_Given task_
Reproduce all of the data below line for line, omitting the pictures.

_Excerpt from a data file_
• • • •

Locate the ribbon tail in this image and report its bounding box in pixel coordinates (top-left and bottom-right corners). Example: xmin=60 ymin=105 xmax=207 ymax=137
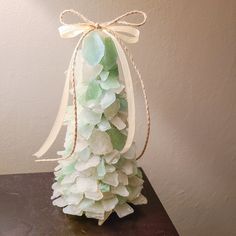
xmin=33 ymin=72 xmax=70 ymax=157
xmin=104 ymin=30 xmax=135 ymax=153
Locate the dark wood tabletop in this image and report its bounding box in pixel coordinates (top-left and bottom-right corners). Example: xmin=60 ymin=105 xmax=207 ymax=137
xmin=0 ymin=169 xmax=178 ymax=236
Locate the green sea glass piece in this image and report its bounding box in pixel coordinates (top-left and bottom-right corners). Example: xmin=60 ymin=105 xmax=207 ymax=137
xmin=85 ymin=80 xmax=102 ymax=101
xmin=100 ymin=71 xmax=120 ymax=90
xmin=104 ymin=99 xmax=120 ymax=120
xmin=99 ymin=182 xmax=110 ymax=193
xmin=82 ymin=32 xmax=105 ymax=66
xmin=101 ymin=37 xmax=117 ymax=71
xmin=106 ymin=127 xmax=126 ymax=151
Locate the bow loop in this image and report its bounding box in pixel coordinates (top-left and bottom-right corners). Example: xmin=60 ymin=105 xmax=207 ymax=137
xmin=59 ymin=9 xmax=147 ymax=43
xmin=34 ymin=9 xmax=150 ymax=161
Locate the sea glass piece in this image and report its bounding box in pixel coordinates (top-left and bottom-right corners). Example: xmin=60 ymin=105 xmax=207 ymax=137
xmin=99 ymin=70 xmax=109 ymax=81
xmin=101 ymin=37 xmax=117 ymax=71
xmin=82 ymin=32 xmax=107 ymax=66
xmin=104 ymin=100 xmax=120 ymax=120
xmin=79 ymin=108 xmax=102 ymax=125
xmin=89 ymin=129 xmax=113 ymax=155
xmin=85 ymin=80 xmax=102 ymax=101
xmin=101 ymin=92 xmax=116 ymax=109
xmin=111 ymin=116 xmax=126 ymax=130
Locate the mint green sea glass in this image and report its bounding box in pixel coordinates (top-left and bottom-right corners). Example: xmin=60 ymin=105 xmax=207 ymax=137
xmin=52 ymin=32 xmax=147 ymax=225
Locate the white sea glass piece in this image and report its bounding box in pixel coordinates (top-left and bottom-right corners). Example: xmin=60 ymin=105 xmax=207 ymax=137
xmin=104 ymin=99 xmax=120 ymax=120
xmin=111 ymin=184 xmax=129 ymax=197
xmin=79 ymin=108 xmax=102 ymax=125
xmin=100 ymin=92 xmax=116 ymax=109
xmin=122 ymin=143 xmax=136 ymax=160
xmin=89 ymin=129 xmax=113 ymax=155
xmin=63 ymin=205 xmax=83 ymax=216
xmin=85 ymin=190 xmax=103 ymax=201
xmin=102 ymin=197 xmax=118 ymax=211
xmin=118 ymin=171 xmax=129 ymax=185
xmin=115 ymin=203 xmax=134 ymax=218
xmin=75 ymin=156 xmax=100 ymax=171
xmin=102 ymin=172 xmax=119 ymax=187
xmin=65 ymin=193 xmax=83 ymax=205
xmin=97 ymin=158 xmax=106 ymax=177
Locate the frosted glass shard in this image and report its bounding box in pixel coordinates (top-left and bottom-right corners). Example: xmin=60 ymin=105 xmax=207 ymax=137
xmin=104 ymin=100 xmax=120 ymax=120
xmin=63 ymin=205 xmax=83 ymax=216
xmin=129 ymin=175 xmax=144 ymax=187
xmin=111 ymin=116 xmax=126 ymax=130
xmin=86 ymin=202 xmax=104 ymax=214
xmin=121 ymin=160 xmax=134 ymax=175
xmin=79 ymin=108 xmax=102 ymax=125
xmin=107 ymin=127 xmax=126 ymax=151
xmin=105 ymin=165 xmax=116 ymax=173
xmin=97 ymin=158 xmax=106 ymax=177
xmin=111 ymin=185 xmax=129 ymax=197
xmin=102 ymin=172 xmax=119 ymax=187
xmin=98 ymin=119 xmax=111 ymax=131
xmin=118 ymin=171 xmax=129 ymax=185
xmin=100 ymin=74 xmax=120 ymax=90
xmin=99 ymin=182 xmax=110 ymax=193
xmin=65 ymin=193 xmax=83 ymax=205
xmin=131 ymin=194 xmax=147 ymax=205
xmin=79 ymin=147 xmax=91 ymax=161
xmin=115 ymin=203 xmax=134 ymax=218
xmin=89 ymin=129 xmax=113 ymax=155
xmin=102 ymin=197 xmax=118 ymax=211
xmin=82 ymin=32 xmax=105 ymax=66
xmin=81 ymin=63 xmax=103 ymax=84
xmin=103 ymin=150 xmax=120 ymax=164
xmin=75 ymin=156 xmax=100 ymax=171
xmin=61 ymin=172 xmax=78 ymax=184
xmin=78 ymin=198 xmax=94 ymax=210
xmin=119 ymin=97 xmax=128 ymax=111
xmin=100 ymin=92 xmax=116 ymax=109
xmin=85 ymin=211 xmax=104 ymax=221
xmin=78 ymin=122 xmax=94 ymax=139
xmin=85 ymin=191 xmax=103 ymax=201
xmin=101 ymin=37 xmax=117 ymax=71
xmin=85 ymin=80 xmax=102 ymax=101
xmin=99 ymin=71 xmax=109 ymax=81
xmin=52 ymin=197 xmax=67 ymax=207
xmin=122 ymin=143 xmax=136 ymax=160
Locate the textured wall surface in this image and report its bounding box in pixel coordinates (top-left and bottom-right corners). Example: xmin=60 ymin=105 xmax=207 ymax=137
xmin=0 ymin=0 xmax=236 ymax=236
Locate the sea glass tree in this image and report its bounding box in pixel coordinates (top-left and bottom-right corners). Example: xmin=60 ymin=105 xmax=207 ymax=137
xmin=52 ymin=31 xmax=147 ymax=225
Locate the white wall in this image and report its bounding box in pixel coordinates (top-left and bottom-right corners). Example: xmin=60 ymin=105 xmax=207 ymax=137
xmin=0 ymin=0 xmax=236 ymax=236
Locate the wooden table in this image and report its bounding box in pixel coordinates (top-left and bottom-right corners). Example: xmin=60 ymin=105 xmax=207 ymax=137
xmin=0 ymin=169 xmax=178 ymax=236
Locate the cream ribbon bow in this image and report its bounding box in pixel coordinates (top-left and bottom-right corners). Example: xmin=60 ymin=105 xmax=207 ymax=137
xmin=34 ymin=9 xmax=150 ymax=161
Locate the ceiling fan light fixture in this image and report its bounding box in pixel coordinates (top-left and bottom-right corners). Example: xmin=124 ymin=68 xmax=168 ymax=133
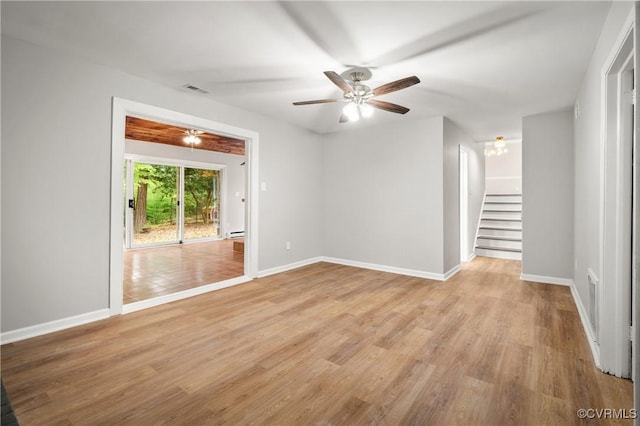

• • • •

_Output_
Locate the ribbon tail in this image and report its bounding box in pixel coordinates (top-left and bottom-right corners). Example: xmin=60 ymin=105 xmax=207 ymax=137
xmin=33 ymin=72 xmax=70 ymax=157
xmin=104 ymin=30 xmax=135 ymax=153
Locate the dark wood tabletop in this image and report its bounding box in pixel coordinates (top-left and bottom-right corners). Example: xmin=60 ymin=105 xmax=207 ymax=137
xmin=0 ymin=169 xmax=178 ymax=236
Locate the green sea glass piece in this image and report its bounding box in pixel coordinates (top-left and bottom-right corners). Example: xmin=60 ymin=105 xmax=207 ymax=137
xmin=85 ymin=80 xmax=102 ymax=101
xmin=100 ymin=71 xmax=120 ymax=90
xmin=104 ymin=99 xmax=120 ymax=120
xmin=99 ymin=182 xmax=110 ymax=193
xmin=82 ymin=32 xmax=105 ymax=66
xmin=101 ymin=37 xmax=117 ymax=71
xmin=106 ymin=127 xmax=126 ymax=151
Locate the bow loop in this image and report its bounding box in pixel coordinates (top-left and bottom-right corners). Example: xmin=60 ymin=105 xmax=207 ymax=137
xmin=59 ymin=9 xmax=147 ymax=43
xmin=34 ymin=9 xmax=150 ymax=161
Locate the sea glass piece in this image and report its bounding box in pixel coordinates (top-left and bottom-right corners). Example: xmin=60 ymin=105 xmax=207 ymax=137
xmin=99 ymin=70 xmax=109 ymax=81
xmin=101 ymin=37 xmax=117 ymax=71
xmin=82 ymin=32 xmax=107 ymax=66
xmin=104 ymin=100 xmax=120 ymax=120
xmin=79 ymin=108 xmax=102 ymax=125
xmin=89 ymin=129 xmax=113 ymax=155
xmin=85 ymin=80 xmax=102 ymax=101
xmin=101 ymin=92 xmax=116 ymax=109
xmin=111 ymin=116 xmax=126 ymax=130
Locate the mint green sea glass in this image and report its bounding box in pixel coordinates (top-left and bottom-right corners). Example: xmin=60 ymin=105 xmax=207 ymax=137
xmin=52 ymin=32 xmax=147 ymax=225
Locate the white sea glass piece in this image and report its bounding box in pixel coordinates (top-left and bottom-right corners). Example: xmin=60 ymin=105 xmax=207 ymax=137
xmin=104 ymin=99 xmax=120 ymax=120
xmin=111 ymin=184 xmax=129 ymax=197
xmin=79 ymin=108 xmax=102 ymax=125
xmin=100 ymin=92 xmax=116 ymax=109
xmin=122 ymin=143 xmax=136 ymax=160
xmin=89 ymin=129 xmax=113 ymax=155
xmin=63 ymin=205 xmax=83 ymax=216
xmin=85 ymin=190 xmax=103 ymax=201
xmin=102 ymin=197 xmax=118 ymax=211
xmin=118 ymin=171 xmax=129 ymax=185
xmin=115 ymin=203 xmax=134 ymax=218
xmin=75 ymin=156 xmax=100 ymax=171
xmin=102 ymin=172 xmax=119 ymax=187
xmin=65 ymin=193 xmax=83 ymax=205
xmin=97 ymin=158 xmax=106 ymax=177
Locate the frosted glass shard in this image and report its bounding box in pixel coordinates (top-left and bottom-right corners). Example: xmin=60 ymin=105 xmax=207 ymax=137
xmin=104 ymin=100 xmax=120 ymax=120
xmin=63 ymin=205 xmax=83 ymax=216
xmin=129 ymin=175 xmax=144 ymax=187
xmin=111 ymin=116 xmax=126 ymax=130
xmin=86 ymin=202 xmax=104 ymax=214
xmin=121 ymin=160 xmax=134 ymax=175
xmin=79 ymin=108 xmax=102 ymax=125
xmin=107 ymin=127 xmax=126 ymax=151
xmin=105 ymin=165 xmax=116 ymax=173
xmin=97 ymin=158 xmax=106 ymax=177
xmin=111 ymin=185 xmax=129 ymax=197
xmin=102 ymin=172 xmax=119 ymax=187
xmin=98 ymin=119 xmax=111 ymax=131
xmin=118 ymin=171 xmax=129 ymax=185
xmin=100 ymin=74 xmax=120 ymax=90
xmin=99 ymin=182 xmax=110 ymax=193
xmin=65 ymin=193 xmax=83 ymax=205
xmin=131 ymin=194 xmax=147 ymax=205
xmin=79 ymin=147 xmax=91 ymax=161
xmin=115 ymin=203 xmax=134 ymax=218
xmin=89 ymin=129 xmax=113 ymax=155
xmin=102 ymin=197 xmax=118 ymax=211
xmin=82 ymin=32 xmax=105 ymax=66
xmin=81 ymin=63 xmax=103 ymax=84
xmin=103 ymin=150 xmax=120 ymax=164
xmin=75 ymin=156 xmax=100 ymax=171
xmin=61 ymin=172 xmax=78 ymax=184
xmin=78 ymin=198 xmax=94 ymax=210
xmin=119 ymin=97 xmax=128 ymax=111
xmin=100 ymin=92 xmax=116 ymax=109
xmin=85 ymin=211 xmax=104 ymax=221
xmin=78 ymin=122 xmax=94 ymax=139
xmin=85 ymin=191 xmax=103 ymax=201
xmin=101 ymin=37 xmax=117 ymax=71
xmin=85 ymin=80 xmax=102 ymax=101
xmin=99 ymin=71 xmax=109 ymax=81
xmin=52 ymin=197 xmax=67 ymax=207
xmin=122 ymin=143 xmax=136 ymax=160
Locate the textured wall surface in this image and report its bounding box in pixel coordinates (top-left and bottom-right corners). Example: xmin=60 ymin=105 xmax=207 ymax=137
xmin=0 ymin=0 xmax=236 ymax=236
Locate the sea glass tree in this image and report its bounding box in pixel coordinates (top-left and bottom-right corners). Example: xmin=60 ymin=105 xmax=207 ymax=137
xmin=52 ymin=31 xmax=147 ymax=225
Locate the white wall in this image and report its bounding box in pixel coordinates (top-left and bottom-right corners). Example: xmin=60 ymin=105 xmax=207 ymax=137
xmin=0 ymin=0 xmax=236 ymax=236
Locate the wooden table in this image and report its bounding box in pixel coordinates (top-left and bottom-right corners). Example: xmin=60 ymin=105 xmax=207 ymax=137
xmin=0 ymin=169 xmax=178 ymax=236
Locate the cream ribbon bow in this image and report its bounding box in pixel coordinates (top-left and bottom-right corners). Example: xmin=60 ymin=105 xmax=207 ymax=137
xmin=34 ymin=9 xmax=150 ymax=161
Locate the ceiling fan light fixture in this image and report its bounding box in pixel coordinates (top-left and bottom-right corners). Example: xmin=124 ymin=68 xmax=168 ymax=133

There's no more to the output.